## WHAT THE EXERCISE ASKS
Lay out every line of the rows below as a numbered list, skipping blank lines and leaving out the pictures.

— Begin GIVEN INFORMATION —

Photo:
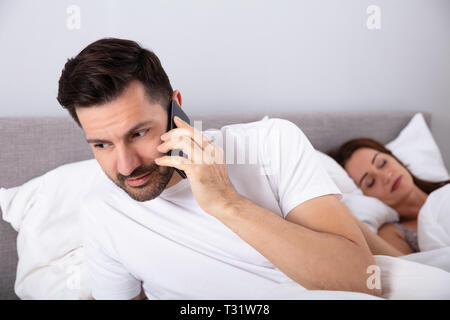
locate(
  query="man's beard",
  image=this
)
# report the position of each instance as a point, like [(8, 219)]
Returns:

— End GIVEN INFORMATION —

## ANSWER
1. Photo:
2. locate(
3.   query="man's beard",
4.   image=this
5. )
6. # report the position of each instance as a point, like [(8, 219)]
7. Returns:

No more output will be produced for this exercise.